Exactly as they stand, set down the following records once more.

**Recorded information:**
_ _ _

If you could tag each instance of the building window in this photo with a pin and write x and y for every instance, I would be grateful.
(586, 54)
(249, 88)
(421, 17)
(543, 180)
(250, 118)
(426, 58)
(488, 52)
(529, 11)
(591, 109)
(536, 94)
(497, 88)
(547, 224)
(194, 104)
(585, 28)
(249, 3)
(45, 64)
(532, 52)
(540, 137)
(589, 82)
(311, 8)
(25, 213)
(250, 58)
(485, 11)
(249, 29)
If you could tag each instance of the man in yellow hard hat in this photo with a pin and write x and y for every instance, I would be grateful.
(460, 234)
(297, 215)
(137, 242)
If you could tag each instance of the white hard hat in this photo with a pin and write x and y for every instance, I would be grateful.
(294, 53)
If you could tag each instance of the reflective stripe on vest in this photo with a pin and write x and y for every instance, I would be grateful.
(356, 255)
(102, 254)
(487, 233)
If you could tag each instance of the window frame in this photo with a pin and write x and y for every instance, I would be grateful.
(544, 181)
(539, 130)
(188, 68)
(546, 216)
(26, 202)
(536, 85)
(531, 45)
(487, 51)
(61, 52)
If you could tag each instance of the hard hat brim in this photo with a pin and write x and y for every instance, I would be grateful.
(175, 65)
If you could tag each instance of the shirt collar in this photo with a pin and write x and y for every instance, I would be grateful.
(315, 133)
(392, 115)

_ _ _

**Response for this exercise:**
If you could tag each instance of the building window in this photo with a pin and write x and y for every instance, I would be grateful.
(586, 54)
(249, 88)
(421, 17)
(543, 180)
(250, 118)
(426, 58)
(488, 52)
(529, 11)
(591, 109)
(536, 94)
(497, 88)
(547, 224)
(194, 104)
(585, 28)
(249, 3)
(45, 64)
(532, 52)
(540, 137)
(589, 82)
(311, 8)
(25, 213)
(250, 58)
(485, 11)
(249, 29)
If you could tag each instance of the man in yellow hard hat in this photo with a pin and write x and y for every instance, I would be grateful.
(460, 234)
(297, 215)
(137, 242)
If you could tag each instance of the white hard hat in this photo with a pin and write x and y for every instance, I would be grateful.
(294, 53)
If you could tag each instance of the reflective stripe on vest in this photo with a pin and write x and y for every instance, I would be grateful.
(356, 255)
(102, 254)
(487, 233)
If you could tag each instance of the window frame in this photo with a pin and write x and y for every instance, I would be grateful.
(544, 181)
(539, 130)
(188, 68)
(546, 216)
(26, 202)
(536, 85)
(531, 45)
(487, 51)
(61, 52)
If you could tag each instance of the hard hat brim in this photo with a pin and write x and y for every instance, I would be grateful.
(175, 65)
If you could tag each instance of the shirt collar in this photo with a pin and write x and y for every instance, I would be grateful.
(315, 133)
(392, 115)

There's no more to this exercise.